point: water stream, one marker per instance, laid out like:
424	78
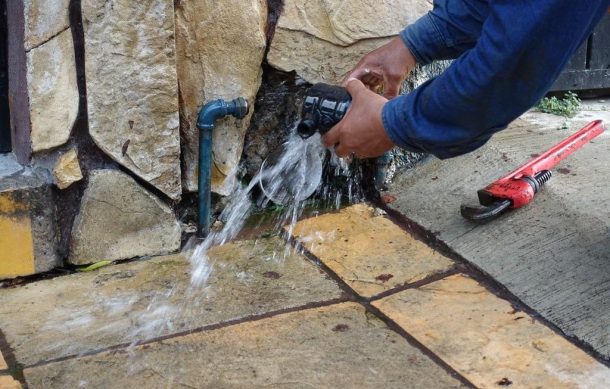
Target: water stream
289	178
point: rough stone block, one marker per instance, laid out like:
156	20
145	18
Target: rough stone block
119	219
53	91
489	342
44	19
28	236
370	253
132	89
323	39
43	92
67	169
220	52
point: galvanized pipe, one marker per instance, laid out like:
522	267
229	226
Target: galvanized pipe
208	115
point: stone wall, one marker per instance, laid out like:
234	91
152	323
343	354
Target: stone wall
105	94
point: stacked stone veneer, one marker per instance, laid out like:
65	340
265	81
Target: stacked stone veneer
146	68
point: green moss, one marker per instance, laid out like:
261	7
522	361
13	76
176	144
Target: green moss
567	107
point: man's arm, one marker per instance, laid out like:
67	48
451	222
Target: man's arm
522	49
446	32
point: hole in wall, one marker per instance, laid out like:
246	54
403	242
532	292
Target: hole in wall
5	127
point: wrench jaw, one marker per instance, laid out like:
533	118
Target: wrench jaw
498	197
484	213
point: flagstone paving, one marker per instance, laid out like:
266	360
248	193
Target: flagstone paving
369	252
384	310
333	347
554	254
142	300
489	342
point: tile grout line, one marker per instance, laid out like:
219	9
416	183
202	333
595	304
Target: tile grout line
454	270
198	330
485	279
366	303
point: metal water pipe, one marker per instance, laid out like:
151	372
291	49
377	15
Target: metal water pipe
208	115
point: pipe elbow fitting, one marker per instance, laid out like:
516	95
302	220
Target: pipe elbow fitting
217	109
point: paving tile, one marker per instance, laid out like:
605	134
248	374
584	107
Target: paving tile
333	347
552	254
370	253
145	299
482	337
8	382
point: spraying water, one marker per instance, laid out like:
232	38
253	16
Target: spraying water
288	177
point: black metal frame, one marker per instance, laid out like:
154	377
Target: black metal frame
5	127
589	68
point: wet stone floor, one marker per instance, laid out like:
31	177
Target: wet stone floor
350	299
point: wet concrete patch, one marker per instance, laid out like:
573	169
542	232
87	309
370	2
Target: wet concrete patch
483	338
8	382
369	252
553	254
142	300
300	349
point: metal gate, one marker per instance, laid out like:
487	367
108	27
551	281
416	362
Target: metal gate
5	128
589	69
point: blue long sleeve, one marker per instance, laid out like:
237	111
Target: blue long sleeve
509	53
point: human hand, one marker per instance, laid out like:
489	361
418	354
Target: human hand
387	66
361	131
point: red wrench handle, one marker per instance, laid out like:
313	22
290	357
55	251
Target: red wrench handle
519	187
559	152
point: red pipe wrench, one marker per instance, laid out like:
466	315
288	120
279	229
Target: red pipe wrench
519	187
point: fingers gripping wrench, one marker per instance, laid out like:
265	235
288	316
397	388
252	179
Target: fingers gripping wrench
519	187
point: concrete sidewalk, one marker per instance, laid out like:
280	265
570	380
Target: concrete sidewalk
366	305
554	254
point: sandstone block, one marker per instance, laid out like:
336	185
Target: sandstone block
53	91
221	45
323	39
119	219
42	75
132	94
67	170
44	19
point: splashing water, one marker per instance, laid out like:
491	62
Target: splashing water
288	178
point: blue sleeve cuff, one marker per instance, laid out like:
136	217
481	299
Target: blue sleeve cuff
424	39
398	130
391	123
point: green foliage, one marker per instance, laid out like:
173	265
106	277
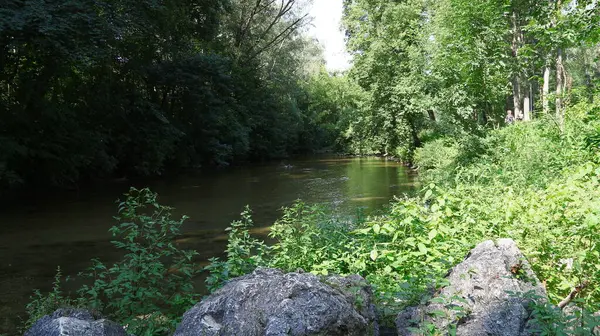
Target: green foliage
113	88
543	193
41	305
244	254
151	288
310	238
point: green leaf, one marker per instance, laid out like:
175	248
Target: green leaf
432	234
422	248
374	255
376	228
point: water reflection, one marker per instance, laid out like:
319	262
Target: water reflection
69	231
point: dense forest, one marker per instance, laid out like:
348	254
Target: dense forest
99	89
115	88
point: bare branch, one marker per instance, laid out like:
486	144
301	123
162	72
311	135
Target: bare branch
282	35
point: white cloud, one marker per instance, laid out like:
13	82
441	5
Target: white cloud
327	17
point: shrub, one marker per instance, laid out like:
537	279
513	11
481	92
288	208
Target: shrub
151	288
42	305
244	254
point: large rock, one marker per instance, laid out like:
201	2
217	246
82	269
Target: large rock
485	295
271	303
74	322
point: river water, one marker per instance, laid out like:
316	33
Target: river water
68	230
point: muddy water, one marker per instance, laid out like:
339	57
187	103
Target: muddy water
69	230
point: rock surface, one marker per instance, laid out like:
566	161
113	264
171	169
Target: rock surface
74	322
477	299
271	303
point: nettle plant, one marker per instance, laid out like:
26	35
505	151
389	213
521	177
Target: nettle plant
244	253
151	287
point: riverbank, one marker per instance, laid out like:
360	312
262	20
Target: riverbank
530	182
68	230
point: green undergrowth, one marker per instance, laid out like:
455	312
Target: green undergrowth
529	182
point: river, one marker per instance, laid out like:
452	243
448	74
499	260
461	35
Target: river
68	230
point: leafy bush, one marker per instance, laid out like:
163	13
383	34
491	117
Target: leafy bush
151	288
42	305
244	254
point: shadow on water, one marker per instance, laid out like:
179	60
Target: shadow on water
68	230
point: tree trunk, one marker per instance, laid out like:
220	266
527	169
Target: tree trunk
526	109
516	82
560	82
431	115
546	90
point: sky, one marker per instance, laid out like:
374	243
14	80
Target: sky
327	17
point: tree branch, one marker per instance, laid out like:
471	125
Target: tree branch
572	295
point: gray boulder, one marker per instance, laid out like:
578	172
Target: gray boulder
74	322
271	303
485	295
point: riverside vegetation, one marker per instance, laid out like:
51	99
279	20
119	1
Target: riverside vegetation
430	84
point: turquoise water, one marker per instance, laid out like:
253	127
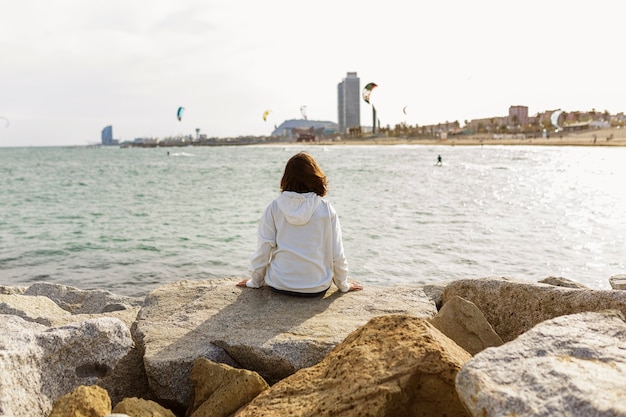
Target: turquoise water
128	220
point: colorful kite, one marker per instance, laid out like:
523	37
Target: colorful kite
367	91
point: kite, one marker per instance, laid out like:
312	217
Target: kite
367	91
554	118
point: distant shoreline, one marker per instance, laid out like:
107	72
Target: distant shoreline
596	137
600	137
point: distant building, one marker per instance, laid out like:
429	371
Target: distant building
348	102
518	116
107	136
289	128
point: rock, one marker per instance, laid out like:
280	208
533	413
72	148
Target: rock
37	309
434	291
562	282
40	364
618	282
395	365
44	303
91	401
128	379
78	301
513	307
569	366
255	329
464	323
220	390
7	290
138	407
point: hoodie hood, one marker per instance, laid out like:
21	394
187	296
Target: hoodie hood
298	208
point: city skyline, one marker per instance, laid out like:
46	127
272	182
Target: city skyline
70	68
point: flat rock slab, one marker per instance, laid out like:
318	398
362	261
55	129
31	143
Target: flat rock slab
272	334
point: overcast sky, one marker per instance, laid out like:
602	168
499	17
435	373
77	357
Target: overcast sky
68	68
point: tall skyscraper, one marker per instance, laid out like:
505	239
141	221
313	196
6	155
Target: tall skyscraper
348	102
107	135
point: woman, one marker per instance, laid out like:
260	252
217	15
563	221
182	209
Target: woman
300	250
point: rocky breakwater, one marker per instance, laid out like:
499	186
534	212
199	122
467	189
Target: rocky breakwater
479	347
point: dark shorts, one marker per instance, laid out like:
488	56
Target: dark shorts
301	294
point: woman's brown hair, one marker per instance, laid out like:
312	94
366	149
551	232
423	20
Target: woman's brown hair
303	175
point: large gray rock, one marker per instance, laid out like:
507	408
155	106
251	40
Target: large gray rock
464	323
78	301
513	307
39	364
43	310
568	366
256	329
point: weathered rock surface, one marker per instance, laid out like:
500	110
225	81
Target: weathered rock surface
562	282
219	390
569	366
84	401
618	282
464	323
395	365
39	364
513	307
78	301
138	407
55	304
255	329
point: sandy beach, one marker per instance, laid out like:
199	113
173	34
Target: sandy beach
597	137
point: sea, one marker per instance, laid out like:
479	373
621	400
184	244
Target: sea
128	220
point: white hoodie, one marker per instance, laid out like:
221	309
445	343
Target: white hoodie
299	246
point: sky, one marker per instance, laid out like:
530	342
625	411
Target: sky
68	68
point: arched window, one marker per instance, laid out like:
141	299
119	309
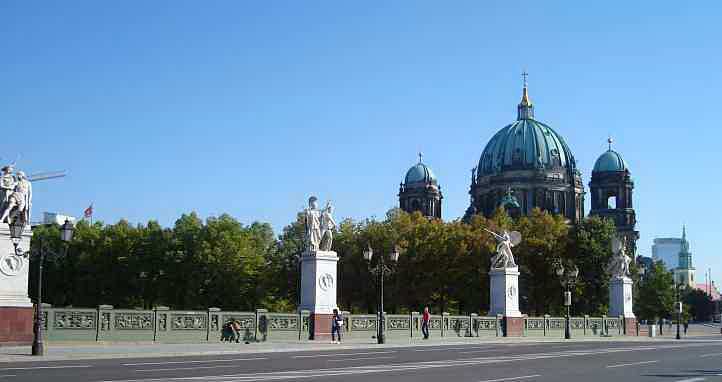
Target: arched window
612	202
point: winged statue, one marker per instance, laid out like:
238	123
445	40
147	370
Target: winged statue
504	258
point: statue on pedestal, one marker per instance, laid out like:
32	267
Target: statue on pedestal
312	234
618	266
327	227
19	201
504	258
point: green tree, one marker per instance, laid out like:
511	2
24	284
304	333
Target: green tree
656	293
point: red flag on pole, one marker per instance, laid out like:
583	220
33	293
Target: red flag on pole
89	211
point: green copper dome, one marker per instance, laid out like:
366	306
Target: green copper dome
419	173
610	161
525	144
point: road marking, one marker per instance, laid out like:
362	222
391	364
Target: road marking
357	359
186	368
394	367
512	378
338	355
632	364
444	348
710	355
45	367
204	361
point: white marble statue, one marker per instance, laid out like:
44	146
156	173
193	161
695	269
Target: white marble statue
7	184
504	258
618	266
19	202
313	225
328	225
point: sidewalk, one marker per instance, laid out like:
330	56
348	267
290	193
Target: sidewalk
84	351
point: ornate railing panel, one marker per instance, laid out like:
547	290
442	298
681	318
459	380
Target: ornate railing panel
577	323
286	322
612	323
73	319
398	322
485	323
189	321
557	323
534	323
595	325
363	322
133	321
246	320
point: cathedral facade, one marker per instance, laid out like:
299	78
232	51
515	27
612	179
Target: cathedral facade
526	165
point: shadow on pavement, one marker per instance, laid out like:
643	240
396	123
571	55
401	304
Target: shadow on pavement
687	374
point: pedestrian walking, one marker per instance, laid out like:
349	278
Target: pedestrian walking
227	332
236	326
336	326
425	320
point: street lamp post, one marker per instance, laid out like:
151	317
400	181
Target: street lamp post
66	234
679	309
567	279
381	269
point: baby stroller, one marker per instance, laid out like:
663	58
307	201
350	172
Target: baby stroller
227	332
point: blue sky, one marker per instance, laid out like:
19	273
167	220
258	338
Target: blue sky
164	107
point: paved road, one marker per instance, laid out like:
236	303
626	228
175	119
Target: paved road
690	360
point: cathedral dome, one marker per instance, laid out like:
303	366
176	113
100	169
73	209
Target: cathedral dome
419	173
530	161
526	144
610	161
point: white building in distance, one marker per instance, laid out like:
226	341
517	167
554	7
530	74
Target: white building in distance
51	217
667	250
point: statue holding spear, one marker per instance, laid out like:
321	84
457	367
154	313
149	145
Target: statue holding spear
504	258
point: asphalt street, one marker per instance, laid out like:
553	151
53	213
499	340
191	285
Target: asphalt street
689	360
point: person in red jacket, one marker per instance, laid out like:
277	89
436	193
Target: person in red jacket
425	319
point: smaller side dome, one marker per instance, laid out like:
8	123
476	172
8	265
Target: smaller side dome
610	161
419	173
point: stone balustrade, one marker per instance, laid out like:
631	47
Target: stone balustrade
162	324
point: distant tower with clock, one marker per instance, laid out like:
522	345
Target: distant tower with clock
420	191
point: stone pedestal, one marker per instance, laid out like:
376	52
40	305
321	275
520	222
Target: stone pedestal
318	291
504	299
620	303
16	309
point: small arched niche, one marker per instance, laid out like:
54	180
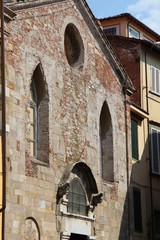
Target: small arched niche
77	198
30	229
74	48
106	144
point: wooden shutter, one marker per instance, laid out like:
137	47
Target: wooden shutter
134	135
155	149
137	209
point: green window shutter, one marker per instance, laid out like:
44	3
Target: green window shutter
137	209
134	135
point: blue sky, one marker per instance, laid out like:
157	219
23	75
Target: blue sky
147	11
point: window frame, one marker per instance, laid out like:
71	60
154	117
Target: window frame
137	209
34	122
116	27
72	195
155	80
156	226
132	35
153	161
134	142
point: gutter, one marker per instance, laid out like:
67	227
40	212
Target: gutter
8	15
3	121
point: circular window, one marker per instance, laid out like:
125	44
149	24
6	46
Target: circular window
74	48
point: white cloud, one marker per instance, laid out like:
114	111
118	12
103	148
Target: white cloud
148	12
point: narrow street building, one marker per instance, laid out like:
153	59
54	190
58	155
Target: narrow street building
137	48
67	114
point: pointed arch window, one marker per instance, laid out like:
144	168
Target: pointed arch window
106	144
39	117
77	201
33	119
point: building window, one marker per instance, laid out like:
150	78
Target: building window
155	80
157	222
134	138
77	202
74	48
137	210
114	30
155	150
106	144
133	33
33	120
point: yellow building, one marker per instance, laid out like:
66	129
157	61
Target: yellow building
137	47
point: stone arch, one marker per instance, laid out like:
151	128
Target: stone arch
106	143
84	173
30	229
77	224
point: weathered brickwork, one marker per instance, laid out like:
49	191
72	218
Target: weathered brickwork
75	99
130	58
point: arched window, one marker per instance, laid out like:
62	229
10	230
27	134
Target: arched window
77	202
39	117
33	119
106	144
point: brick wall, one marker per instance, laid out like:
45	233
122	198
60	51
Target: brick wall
76	96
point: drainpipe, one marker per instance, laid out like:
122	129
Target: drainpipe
3	118
149	153
127	160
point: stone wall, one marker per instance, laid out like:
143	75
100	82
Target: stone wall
76	96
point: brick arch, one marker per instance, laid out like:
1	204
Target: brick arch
84	173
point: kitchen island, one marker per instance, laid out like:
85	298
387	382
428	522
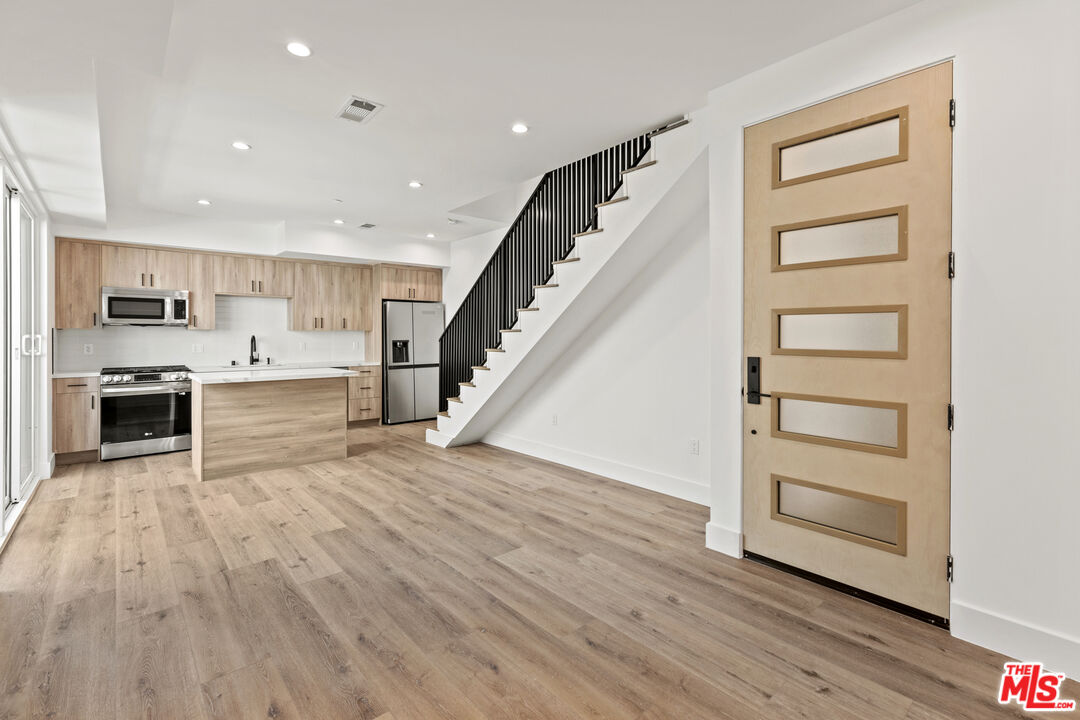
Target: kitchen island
247	421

::::

- **AUFGABENSTELLUNG**: Beginne bitte bei der Zeile mit „point: stone arch, one“ und gib die Zeilen bis zum Schluss erneut aus, wobei du „brick wall“ gegen „brick facade“ austauschst und alles andere unverändert lässt. Die Bilder kommen in der Antwort nicht vor.

- **LÖSUNG**:
point: stone arch, one marker per instance, laid out like:
151	128
Target: stone arch
106	143
84	173
30	229
77	224
point: weathered brickwork, one marker per instance, laid out like:
49	191
72	218
Target: weathered brickwork
75	99
130	58
point: arched window, one marker per instance, laid out like:
62	229
10	230
27	134
Target: arched window
77	202
39	117
33	119
106	144
point: brick facade, one marker per instance, laid out like:
45	233
122	198
60	51
Target: brick facade
76	96
point: drainpipe, one marker per instance, laid out like:
122	129
Target: drainpipe
3	118
149	153
127	160
point: stone wall, one marker per instance, laid out like:
143	75
100	82
Target: stone wall
76	96
point: brick arch, one marker per instance, laid out like:
1	204
Target: brick arch
84	173
point: kitchen island, one marker per instance, laid out like:
85	298
387	382
428	522
Target: kitchen island
247	421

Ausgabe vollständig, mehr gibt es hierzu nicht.